> EXERCISE: Set down exactly the lines in the records below that run from the line with "the dark trousers" to the line with "the woman in", inclusive, and nothing more.

Stored dataset items
◇ ◇ ◇ ◇ ◇
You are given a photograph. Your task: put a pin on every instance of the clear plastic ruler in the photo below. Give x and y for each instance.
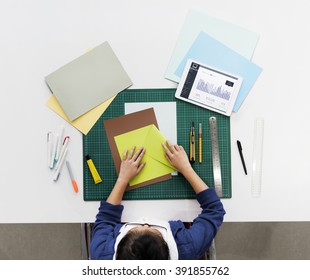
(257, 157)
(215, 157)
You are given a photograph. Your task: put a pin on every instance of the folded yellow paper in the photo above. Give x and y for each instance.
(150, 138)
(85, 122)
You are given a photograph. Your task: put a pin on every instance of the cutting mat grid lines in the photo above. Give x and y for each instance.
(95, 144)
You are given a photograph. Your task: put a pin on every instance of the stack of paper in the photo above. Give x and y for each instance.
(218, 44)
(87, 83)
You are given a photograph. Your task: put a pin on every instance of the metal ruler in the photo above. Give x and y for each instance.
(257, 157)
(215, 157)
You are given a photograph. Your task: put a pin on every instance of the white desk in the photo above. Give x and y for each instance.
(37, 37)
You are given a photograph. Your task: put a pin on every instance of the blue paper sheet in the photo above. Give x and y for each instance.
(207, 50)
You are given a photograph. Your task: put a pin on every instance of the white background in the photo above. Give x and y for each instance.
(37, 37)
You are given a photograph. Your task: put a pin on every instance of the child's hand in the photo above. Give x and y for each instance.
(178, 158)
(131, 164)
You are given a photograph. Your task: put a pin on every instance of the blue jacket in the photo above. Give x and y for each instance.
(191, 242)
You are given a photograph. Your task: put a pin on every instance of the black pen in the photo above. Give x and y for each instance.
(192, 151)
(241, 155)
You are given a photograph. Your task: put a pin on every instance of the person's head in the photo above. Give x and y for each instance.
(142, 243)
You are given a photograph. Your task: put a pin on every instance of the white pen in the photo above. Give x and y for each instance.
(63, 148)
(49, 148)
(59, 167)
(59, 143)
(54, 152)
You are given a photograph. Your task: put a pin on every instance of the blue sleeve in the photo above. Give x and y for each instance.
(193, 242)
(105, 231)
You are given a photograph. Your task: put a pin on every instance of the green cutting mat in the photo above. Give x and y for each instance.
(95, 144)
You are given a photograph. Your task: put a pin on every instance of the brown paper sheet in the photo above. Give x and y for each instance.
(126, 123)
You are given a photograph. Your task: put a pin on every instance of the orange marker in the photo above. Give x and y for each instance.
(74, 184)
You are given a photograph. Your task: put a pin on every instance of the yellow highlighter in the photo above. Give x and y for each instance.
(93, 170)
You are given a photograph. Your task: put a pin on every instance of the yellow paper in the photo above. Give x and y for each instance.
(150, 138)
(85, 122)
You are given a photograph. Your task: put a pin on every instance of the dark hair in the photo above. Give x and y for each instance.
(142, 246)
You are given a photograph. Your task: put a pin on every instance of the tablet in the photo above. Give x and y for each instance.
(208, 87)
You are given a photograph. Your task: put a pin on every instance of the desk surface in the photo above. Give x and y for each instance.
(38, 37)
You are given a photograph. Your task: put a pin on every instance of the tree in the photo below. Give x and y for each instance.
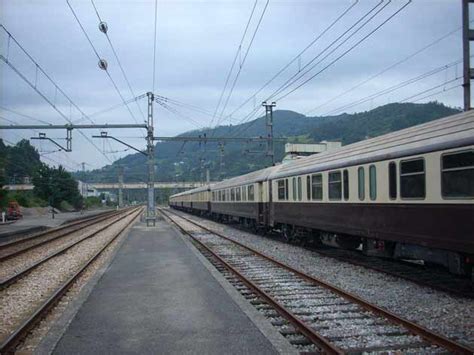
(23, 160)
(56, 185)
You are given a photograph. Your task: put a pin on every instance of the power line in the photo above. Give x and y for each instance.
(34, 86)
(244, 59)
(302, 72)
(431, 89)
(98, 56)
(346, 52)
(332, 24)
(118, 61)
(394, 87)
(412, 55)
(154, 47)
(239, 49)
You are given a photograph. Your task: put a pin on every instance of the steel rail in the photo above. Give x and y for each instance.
◇ ◇ ◇ ◇ ◇
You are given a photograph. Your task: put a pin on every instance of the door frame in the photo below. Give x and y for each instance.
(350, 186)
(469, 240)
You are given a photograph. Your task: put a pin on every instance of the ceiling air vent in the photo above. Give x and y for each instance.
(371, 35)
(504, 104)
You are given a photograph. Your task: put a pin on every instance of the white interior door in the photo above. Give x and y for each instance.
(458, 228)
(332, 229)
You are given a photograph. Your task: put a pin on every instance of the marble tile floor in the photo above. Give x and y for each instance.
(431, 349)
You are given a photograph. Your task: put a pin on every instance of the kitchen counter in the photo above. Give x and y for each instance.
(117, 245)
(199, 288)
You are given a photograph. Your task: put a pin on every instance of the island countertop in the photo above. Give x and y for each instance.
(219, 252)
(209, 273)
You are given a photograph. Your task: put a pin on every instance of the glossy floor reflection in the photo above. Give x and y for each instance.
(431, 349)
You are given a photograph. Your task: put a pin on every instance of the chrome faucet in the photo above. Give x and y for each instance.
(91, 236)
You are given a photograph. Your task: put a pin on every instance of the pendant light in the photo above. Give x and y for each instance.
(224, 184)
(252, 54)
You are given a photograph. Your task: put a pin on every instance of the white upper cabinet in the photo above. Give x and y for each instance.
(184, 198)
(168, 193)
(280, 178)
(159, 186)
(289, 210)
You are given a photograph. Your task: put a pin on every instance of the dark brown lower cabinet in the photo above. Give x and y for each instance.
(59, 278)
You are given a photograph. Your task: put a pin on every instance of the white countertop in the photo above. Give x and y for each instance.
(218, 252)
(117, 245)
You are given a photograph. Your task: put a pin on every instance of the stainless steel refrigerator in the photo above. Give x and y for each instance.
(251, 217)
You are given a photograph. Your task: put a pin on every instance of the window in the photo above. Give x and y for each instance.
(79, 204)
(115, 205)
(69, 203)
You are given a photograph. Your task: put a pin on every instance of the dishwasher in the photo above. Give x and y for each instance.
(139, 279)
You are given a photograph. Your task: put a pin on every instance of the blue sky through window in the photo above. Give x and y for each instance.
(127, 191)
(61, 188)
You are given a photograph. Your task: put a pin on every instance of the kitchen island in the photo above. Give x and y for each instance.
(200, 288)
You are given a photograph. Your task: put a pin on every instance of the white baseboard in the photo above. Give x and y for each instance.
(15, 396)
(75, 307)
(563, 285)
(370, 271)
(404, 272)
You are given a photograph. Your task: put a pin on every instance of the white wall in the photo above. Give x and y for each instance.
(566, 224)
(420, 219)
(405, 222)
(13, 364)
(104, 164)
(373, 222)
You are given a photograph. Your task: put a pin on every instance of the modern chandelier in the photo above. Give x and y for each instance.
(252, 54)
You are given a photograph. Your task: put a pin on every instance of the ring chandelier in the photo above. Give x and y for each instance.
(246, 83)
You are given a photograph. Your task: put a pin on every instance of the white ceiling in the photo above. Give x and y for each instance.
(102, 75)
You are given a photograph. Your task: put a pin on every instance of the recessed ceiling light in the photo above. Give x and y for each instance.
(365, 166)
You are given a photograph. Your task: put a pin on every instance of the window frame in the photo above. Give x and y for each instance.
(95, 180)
◇ ◇ ◇ ◇ ◇
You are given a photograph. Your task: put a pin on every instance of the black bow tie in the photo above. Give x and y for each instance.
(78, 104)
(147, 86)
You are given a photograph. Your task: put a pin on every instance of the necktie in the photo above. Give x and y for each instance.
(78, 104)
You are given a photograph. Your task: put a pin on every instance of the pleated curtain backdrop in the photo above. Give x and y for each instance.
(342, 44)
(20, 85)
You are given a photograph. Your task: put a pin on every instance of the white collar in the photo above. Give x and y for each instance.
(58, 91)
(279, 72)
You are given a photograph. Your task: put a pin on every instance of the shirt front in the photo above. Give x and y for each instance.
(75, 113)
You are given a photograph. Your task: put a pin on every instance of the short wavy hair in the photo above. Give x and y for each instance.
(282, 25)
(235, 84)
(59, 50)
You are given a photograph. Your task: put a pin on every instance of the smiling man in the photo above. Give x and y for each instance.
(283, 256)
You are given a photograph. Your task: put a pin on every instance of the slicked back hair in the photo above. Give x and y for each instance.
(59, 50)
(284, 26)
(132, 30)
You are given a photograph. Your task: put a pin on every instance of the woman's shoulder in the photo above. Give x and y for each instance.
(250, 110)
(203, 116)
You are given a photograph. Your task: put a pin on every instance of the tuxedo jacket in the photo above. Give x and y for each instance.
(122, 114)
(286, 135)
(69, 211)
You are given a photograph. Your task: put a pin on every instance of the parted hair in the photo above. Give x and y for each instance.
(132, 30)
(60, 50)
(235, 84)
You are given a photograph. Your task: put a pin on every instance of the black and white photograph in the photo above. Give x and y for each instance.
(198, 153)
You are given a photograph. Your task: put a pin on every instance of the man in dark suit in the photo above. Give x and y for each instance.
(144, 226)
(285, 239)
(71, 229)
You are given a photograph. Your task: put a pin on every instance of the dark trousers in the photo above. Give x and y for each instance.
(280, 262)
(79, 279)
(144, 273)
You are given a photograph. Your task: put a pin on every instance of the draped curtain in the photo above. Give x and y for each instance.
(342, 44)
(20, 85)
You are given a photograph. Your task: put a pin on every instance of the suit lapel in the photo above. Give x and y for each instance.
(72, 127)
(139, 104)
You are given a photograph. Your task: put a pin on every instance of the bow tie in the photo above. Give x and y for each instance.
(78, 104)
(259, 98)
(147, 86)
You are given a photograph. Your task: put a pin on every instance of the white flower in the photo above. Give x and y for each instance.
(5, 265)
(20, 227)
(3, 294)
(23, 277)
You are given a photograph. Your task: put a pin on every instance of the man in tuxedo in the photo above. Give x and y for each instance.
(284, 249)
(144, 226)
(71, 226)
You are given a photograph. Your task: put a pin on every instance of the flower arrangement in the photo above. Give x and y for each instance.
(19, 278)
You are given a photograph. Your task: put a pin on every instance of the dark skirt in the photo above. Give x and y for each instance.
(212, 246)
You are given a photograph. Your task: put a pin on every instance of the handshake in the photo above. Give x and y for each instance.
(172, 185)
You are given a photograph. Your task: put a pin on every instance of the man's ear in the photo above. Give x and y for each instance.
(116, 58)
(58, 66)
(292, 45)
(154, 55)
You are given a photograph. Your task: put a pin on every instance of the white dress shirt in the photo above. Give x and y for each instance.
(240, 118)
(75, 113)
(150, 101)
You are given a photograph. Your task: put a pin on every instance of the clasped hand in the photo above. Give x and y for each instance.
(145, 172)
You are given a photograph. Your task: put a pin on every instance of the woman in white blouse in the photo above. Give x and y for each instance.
◇ ◇ ◇ ◇ ◇
> YOUR RESPONSE:
You are given a photograph. Your task: put a pin on every instance of the dark trousers in the photo above. Give x and y for each instance.
(280, 262)
(79, 279)
(144, 273)
You are given a photograph. Your task: put a pin on every instance of the draped curtain in the photo above. Give x and y for each instance.
(342, 44)
(20, 85)
You are given a photograph. Your task: put a pin on every instance of the suit lapel in the photo above. Give x and y for each instance.
(72, 127)
(139, 104)
You are given a photograph. Your task: put a pin on every instance of the bow tie in the photo above. Give x and y for each instance.
(78, 104)
(259, 98)
(147, 86)
You are given a photograph. Your task: put a pin on every instance of the white flower in the photo above. Give x and y for each instance.
(5, 265)
(20, 227)
(3, 294)
(23, 277)
You are given a photograph. Your task: put a pin on every instance of the man in tuxedo in the photo above. Give x and y for each instance.
(284, 249)
(144, 226)
(71, 226)
You are given a photograph. Your task: put a pin on every instance of the flower arrangement in the photo above. Give x and y for each instance.
(19, 278)
You are given a photograph. Your task: put a pin on every instance of the dark skirt in the photo above. Give x and y for each instance.
(212, 246)
You are given a photograph. Your task: put a pin on every instance of the handshake in the photo above. Give x and y for each instance.
(172, 185)
You are given a photograph. Your task: put a pin on every instance of the man's ear in the photo above. Give x and y for each instance.
(116, 58)
(58, 66)
(292, 45)
(154, 55)
You are given a photograph. Your task: put a pin on every instance of the white dress shirt in the photo above. Give x and y for each instance.
(240, 118)
(75, 113)
(150, 101)
You are given a photograph. Your task: put a pin on every instance of the clasped hand in the photo above. Give x and y for each instance.
(145, 172)
You are given a photograph. Your task: put a pin on every instance of the woman in white blouse in the photo above. Give x and y for each instance.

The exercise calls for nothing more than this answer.